── Stored rows ──
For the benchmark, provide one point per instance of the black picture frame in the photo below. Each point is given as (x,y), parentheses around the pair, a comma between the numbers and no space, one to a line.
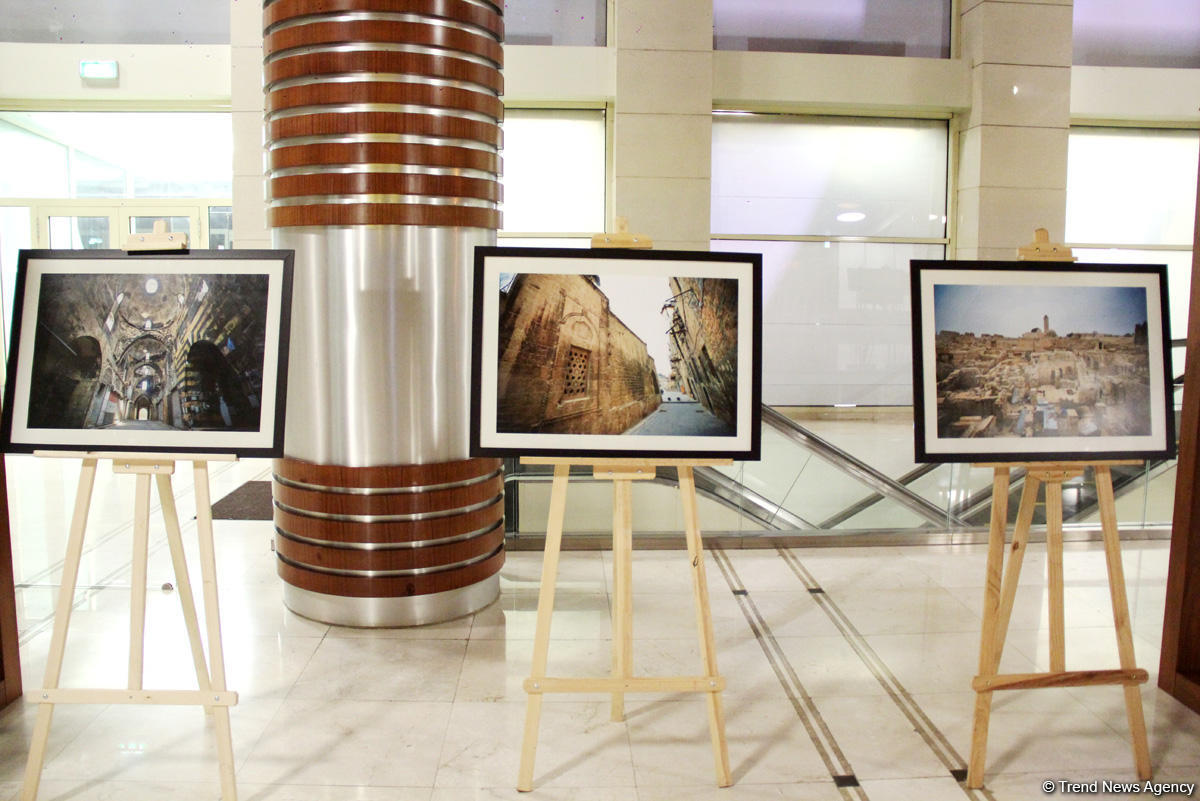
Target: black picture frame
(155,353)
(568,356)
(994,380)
───
── Stored rows ──
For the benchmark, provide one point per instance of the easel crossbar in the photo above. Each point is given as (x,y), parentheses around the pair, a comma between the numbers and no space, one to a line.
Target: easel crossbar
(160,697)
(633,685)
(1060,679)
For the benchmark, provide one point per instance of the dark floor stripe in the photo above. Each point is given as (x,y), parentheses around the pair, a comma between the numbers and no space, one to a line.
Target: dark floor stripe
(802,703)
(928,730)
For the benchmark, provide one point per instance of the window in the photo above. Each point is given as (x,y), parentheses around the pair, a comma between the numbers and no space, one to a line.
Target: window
───
■ **Written problem**
Count the lines in the entries above that contain the word "window", and reply with the number alone.

■ **Response for this exercise**
2